§ **Written problem**
Render every line of the items below as a Markdown table with two columns, Row and Line, numbering each row and leaving out blank lines.

━━━━━━━━━━━━━━━━━━━━

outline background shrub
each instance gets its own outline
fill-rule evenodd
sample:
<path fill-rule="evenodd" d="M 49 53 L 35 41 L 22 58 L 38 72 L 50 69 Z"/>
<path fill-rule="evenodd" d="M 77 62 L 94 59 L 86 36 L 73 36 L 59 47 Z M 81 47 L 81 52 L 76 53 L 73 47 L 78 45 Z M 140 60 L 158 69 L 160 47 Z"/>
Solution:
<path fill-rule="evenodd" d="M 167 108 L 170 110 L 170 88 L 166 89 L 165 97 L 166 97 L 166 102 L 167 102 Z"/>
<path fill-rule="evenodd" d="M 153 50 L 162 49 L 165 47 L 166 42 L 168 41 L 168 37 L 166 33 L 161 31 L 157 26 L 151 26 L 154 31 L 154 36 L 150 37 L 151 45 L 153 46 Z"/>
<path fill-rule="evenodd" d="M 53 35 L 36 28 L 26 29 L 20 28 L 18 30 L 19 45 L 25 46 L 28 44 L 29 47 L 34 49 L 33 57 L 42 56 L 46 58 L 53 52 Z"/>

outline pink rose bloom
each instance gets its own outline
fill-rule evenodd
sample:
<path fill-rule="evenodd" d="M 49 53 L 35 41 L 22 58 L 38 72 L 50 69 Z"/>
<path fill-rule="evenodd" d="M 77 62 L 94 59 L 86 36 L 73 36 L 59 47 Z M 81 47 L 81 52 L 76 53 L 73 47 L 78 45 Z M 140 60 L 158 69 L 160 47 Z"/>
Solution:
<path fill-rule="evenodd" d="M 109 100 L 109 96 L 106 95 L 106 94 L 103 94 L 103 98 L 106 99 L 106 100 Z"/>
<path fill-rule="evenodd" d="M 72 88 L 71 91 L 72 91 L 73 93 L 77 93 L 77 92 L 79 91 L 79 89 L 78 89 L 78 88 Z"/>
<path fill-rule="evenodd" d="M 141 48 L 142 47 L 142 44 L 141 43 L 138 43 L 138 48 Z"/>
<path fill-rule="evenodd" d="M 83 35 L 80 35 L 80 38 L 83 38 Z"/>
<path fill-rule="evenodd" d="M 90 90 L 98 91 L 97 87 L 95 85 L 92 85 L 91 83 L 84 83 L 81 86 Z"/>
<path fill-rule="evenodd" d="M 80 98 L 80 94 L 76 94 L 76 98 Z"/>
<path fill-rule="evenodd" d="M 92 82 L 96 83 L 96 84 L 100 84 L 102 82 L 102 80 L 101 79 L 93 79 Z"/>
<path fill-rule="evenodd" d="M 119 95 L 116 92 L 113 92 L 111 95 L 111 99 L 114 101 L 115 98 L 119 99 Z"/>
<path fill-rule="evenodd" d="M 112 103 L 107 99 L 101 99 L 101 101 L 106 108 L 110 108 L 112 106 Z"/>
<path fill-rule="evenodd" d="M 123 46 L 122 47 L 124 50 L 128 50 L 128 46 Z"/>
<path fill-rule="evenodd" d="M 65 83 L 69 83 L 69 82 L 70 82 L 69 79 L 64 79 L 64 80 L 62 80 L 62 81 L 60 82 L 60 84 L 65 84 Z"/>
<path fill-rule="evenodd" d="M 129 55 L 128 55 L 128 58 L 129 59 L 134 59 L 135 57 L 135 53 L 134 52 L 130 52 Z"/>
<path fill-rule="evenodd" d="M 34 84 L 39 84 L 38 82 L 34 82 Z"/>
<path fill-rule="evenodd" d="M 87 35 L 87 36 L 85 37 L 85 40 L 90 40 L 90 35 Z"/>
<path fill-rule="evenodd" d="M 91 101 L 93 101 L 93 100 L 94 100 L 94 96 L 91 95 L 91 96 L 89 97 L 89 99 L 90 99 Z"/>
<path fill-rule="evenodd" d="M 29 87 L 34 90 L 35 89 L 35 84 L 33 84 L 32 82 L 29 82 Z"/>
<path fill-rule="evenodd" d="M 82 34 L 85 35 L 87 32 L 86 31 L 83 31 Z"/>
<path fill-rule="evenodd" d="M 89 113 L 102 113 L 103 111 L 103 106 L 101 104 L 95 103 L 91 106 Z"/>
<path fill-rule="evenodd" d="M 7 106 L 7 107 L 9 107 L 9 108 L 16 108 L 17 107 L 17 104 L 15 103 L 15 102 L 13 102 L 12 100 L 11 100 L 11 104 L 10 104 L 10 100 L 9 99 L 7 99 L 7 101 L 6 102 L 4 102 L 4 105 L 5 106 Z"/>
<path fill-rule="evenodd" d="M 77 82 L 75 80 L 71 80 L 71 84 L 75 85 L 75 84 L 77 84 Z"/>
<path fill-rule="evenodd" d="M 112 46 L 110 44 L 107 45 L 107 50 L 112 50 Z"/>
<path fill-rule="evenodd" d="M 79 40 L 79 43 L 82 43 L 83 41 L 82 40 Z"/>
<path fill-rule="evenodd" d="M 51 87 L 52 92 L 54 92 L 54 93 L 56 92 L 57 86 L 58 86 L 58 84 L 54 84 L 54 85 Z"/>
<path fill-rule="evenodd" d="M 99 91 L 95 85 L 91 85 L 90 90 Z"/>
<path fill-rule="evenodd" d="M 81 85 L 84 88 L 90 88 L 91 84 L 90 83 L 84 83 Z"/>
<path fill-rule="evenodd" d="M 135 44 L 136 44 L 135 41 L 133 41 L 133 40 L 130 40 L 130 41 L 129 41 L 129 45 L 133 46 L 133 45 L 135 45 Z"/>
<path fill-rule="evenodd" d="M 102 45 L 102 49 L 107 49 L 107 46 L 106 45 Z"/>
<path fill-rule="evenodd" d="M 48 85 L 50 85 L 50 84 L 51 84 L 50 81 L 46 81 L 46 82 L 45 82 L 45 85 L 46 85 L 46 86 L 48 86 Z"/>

━━━━━━━━━━━━━━━━━━━━

§ **Completed task**
| Row | Line |
|---|---|
| 1 | outline background shrub |
| 2 | each instance gets its own outline |
| 3 | fill-rule evenodd |
| 4 | sample: |
| 5 | <path fill-rule="evenodd" d="M 49 53 L 35 41 L 22 58 L 38 72 L 50 69 Z"/> |
| 6 | <path fill-rule="evenodd" d="M 77 62 L 94 59 L 86 36 L 73 36 L 59 47 Z M 81 47 L 81 52 L 76 53 L 73 47 L 78 45 Z M 140 60 L 158 69 L 160 47 Z"/> |
| 7 | Solution: |
| 8 | <path fill-rule="evenodd" d="M 167 108 L 170 110 L 170 88 L 166 89 L 165 97 L 166 97 L 166 102 L 167 102 Z"/> |
| 9 | <path fill-rule="evenodd" d="M 153 50 L 162 49 L 165 47 L 166 42 L 168 41 L 168 37 L 166 33 L 161 31 L 157 26 L 151 26 L 154 31 L 154 36 L 150 37 L 151 45 L 153 46 Z"/> |
| 10 | <path fill-rule="evenodd" d="M 53 35 L 36 28 L 26 29 L 20 28 L 18 30 L 19 45 L 25 46 L 28 44 L 29 47 L 34 49 L 33 57 L 42 56 L 46 58 L 53 52 Z"/> |
| 11 | outline pink rose bloom |
| 12 | each instance gets its own outline |
| 13 | fill-rule evenodd |
| 14 | sample: |
| 15 | <path fill-rule="evenodd" d="M 49 53 L 35 41 L 22 58 L 38 72 L 50 69 Z"/> |
| 16 | <path fill-rule="evenodd" d="M 77 62 L 94 59 L 86 36 L 73 36 L 59 47 Z M 81 47 L 81 52 L 76 53 L 73 47 L 78 45 Z M 140 60 L 158 69 L 160 47 Z"/> |
| 17 | Solution: |
| 18 | <path fill-rule="evenodd" d="M 109 100 L 109 96 L 106 95 L 106 94 L 103 94 L 103 98 L 106 99 L 106 100 Z"/> |
| 19 | <path fill-rule="evenodd" d="M 72 88 L 71 91 L 72 91 L 73 93 L 77 93 L 77 92 L 79 91 L 79 89 L 78 89 L 78 88 Z"/> |
| 20 | <path fill-rule="evenodd" d="M 141 48 L 142 47 L 142 44 L 141 43 L 138 43 L 138 48 Z"/> |
| 21 | <path fill-rule="evenodd" d="M 83 35 L 80 35 L 80 38 L 83 38 Z"/> |
| 22 | <path fill-rule="evenodd" d="M 90 90 L 98 91 L 97 87 L 95 85 L 92 85 L 91 83 L 84 83 L 81 86 Z"/> |
| 23 | <path fill-rule="evenodd" d="M 80 98 L 80 94 L 76 94 L 76 98 Z"/> |
| 24 | <path fill-rule="evenodd" d="M 92 82 L 96 83 L 96 84 L 100 84 L 102 82 L 102 80 L 101 79 L 93 79 Z"/> |
| 25 | <path fill-rule="evenodd" d="M 119 95 L 116 92 L 113 92 L 111 95 L 111 99 L 114 101 L 115 98 L 119 99 Z"/> |
| 26 | <path fill-rule="evenodd" d="M 112 103 L 107 99 L 101 99 L 101 101 L 106 108 L 110 108 L 112 106 Z"/> |
| 27 | <path fill-rule="evenodd" d="M 123 46 L 122 47 L 124 50 L 128 50 L 128 46 Z"/> |
| 28 | <path fill-rule="evenodd" d="M 65 83 L 69 83 L 69 82 L 70 82 L 69 79 L 64 79 L 64 80 L 62 80 L 62 81 L 60 82 L 60 84 L 65 84 Z"/> |
| 29 | <path fill-rule="evenodd" d="M 129 55 L 128 55 L 128 58 L 129 59 L 134 59 L 135 57 L 135 53 L 134 52 L 130 52 Z"/> |
| 30 | <path fill-rule="evenodd" d="M 34 84 L 39 84 L 38 82 L 34 82 Z"/> |
| 31 | <path fill-rule="evenodd" d="M 87 35 L 87 36 L 85 37 L 85 40 L 90 40 L 90 35 Z"/> |
| 32 | <path fill-rule="evenodd" d="M 91 101 L 93 101 L 93 100 L 94 100 L 94 96 L 91 95 L 91 96 L 89 97 L 89 99 L 90 99 Z"/> |
| 33 | <path fill-rule="evenodd" d="M 29 87 L 34 90 L 35 89 L 35 84 L 33 84 L 32 82 L 29 82 Z"/> |
| 34 | <path fill-rule="evenodd" d="M 82 34 L 85 35 L 87 32 L 86 31 L 83 31 Z"/> |
| 35 | <path fill-rule="evenodd" d="M 89 113 L 102 113 L 103 111 L 103 106 L 101 104 L 95 103 L 91 106 Z"/> |
| 36 | <path fill-rule="evenodd" d="M 7 106 L 7 107 L 9 107 L 9 108 L 16 108 L 17 107 L 17 104 L 15 103 L 15 102 L 13 102 L 12 100 L 11 100 L 11 104 L 10 104 L 10 100 L 9 99 L 7 99 L 7 101 L 6 102 L 4 102 L 4 105 L 5 106 Z"/> |
| 37 | <path fill-rule="evenodd" d="M 77 82 L 75 80 L 71 80 L 71 84 L 75 85 L 75 84 L 77 84 Z"/> |
| 38 | <path fill-rule="evenodd" d="M 112 46 L 110 44 L 107 45 L 107 50 L 112 50 Z"/> |
| 39 | <path fill-rule="evenodd" d="M 79 40 L 79 43 L 82 43 L 83 41 L 82 40 Z"/> |
| 40 | <path fill-rule="evenodd" d="M 51 87 L 52 92 L 54 92 L 54 93 L 56 92 L 57 86 L 58 86 L 58 84 L 54 84 L 54 85 Z"/> |
| 41 | <path fill-rule="evenodd" d="M 99 91 L 95 85 L 91 85 L 90 90 Z"/> |
| 42 | <path fill-rule="evenodd" d="M 81 85 L 84 88 L 90 88 L 91 84 L 90 83 L 84 83 Z"/> |
| 43 | <path fill-rule="evenodd" d="M 135 44 L 136 44 L 135 41 L 133 41 L 133 40 L 130 40 L 130 41 L 129 41 L 129 45 L 133 46 L 133 45 L 135 45 Z"/> |
| 44 | <path fill-rule="evenodd" d="M 102 45 L 102 49 L 107 49 L 107 46 L 106 45 Z"/> |
| 45 | <path fill-rule="evenodd" d="M 48 85 L 50 85 L 50 84 L 51 84 L 50 81 L 46 81 L 46 82 L 45 82 L 45 85 L 46 85 L 46 86 L 48 86 Z"/> |